> **PETUNJUK**
Jawablah pertanyaan berikut berdasarkan teks tentang sidang perkara korupsi impor gula.
1. Di pengadilan mana persidangan itu digelar?
2. Berapa lama pidana penjara yang dituntut untuk masing-masing terdakwa?
3. Siapa kuasa hukum terdakwa Hans Falita Utama?

> **TEKS BACAAN**
----

JAKARTA – Persidangan perkara dugaan tindak pidana korupsi dalam kegiatan impor gula yang menjerat Direktur Utama PT Berkah Manis Makmur (BMM) Hans Falita Utama bersama empat terdakwa lainnya kembali digelar di Pengadilan Tindak Pidana Korupsi (Tipikor) pada Pengadilan Negeri Jakarta Pusat, Selasa (15/10/2025).
Sidang kali ini beragenda pembacaan tuntutan oleh Jaksa Penuntut Umum (JPU) Kejaksaan Agung terhadap seluruh terdakwa. Dalam tuntutannya, JPU menilai para terdakwa terbukti secara sah dan meyakinkan melakukan tindak pidana korupsi sebagaimana diatur dalam Pasal 2 ayat (1) Undang-Undang Tipikor.
Kelima terdakwa masing-masing dituntut pidana penjara selama empat tahun, denda Rp500 juta subsider enam bulan kurungan, serta membayar uang pengganti dengan jumlah bervariasi sesuai dengan perhitungan kerugian keuangan negara oleh Badan Pengawasan Keuangan dan Pembangunan (BPKP).
Usai persidangan, Kuasa Hukum terdakwa Hans Falita Utama, Agus Sudjatmoko, S.H., M.H., menyampaikan tanggapannya kepada awak media. Ia menilai bahwa tuntutan JPU tidak mencerminkan fakta-fakta yang terungkap di persidangan.
“Pada intinya, semua terdakwa dikenakan pasal yang sama dan dituntut dengan hukuman yang sama. Tapi kami melihat, banyak fakta penting yang muncul selama persidangan justru tidak dipertimbangkan oleh Jaksa,” ujar Agus kepada wartawan di Pengadilan Tipikor.
Menurutnya, JPU seolah mengabaikan fakta hukum yang telah dibuka secara terang di persidangan, termasuk soal pemberian abolisi (penghapusan perbuatan pidana) kepada salah satu pihak yang disebut-sebut sebagai pelaku utama dalam perkara ini.

----

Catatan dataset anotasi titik

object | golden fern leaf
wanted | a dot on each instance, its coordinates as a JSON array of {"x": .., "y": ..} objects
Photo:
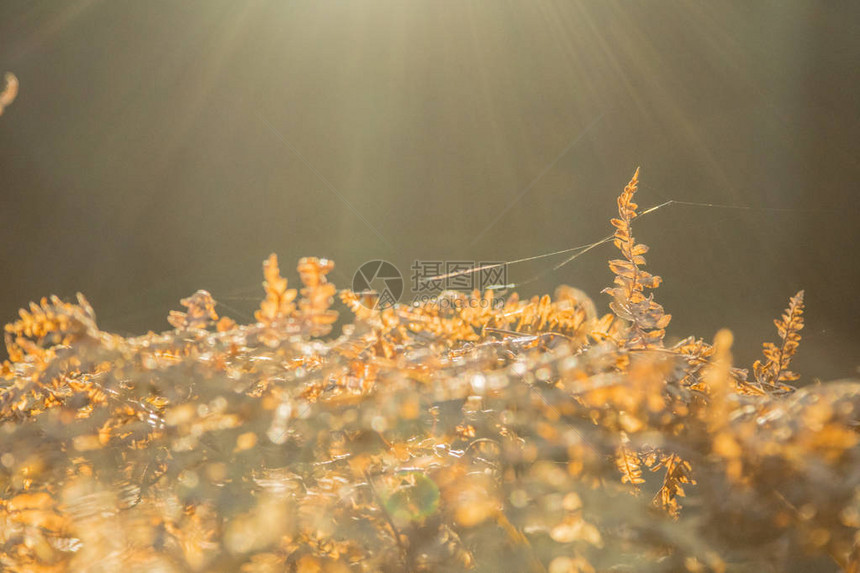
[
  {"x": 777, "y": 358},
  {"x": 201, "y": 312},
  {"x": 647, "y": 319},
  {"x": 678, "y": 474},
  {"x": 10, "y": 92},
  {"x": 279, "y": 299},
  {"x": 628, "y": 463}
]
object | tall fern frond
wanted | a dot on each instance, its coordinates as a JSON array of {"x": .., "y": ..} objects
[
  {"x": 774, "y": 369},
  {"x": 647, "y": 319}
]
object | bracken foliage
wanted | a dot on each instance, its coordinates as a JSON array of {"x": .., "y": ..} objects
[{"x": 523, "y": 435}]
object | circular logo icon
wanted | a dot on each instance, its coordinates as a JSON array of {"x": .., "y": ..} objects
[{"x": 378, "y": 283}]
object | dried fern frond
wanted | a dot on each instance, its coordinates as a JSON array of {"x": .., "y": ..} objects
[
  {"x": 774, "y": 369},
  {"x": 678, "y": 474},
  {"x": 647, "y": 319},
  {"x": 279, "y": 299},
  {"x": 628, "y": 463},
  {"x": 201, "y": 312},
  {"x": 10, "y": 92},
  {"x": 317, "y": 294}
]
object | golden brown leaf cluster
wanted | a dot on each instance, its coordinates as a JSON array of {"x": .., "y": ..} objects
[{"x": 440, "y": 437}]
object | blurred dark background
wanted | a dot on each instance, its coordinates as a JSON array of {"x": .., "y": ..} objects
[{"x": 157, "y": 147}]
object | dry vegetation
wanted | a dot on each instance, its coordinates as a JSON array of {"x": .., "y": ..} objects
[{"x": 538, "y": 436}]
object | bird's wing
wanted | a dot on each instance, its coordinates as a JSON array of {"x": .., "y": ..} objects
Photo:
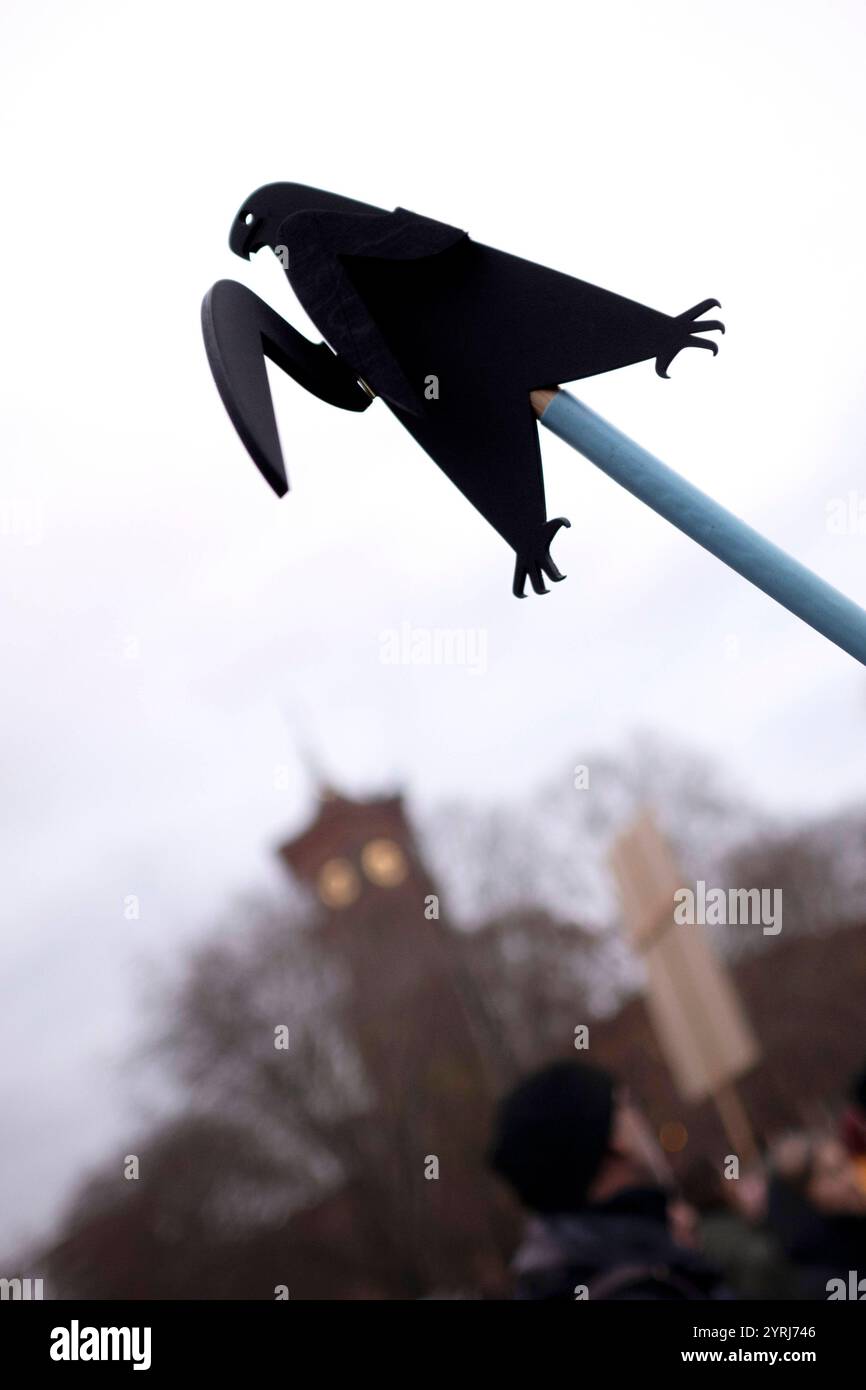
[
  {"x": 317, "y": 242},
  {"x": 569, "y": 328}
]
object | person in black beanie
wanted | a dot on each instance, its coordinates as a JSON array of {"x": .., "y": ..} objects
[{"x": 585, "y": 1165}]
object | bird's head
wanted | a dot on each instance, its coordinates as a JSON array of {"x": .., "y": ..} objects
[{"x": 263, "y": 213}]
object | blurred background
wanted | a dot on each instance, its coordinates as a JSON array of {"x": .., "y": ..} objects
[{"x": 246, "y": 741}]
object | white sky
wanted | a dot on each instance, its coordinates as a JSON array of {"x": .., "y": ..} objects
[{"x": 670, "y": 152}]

----

> **HASIL LATIHAN**
1. Di Pengadilan Tindak Pidana Korupsi (Tipikor) pada Pengadilan Negeri Jakarta Pusat.
2. Empat tahun.
3. Agus Sudjatmoko, S.H., M.H.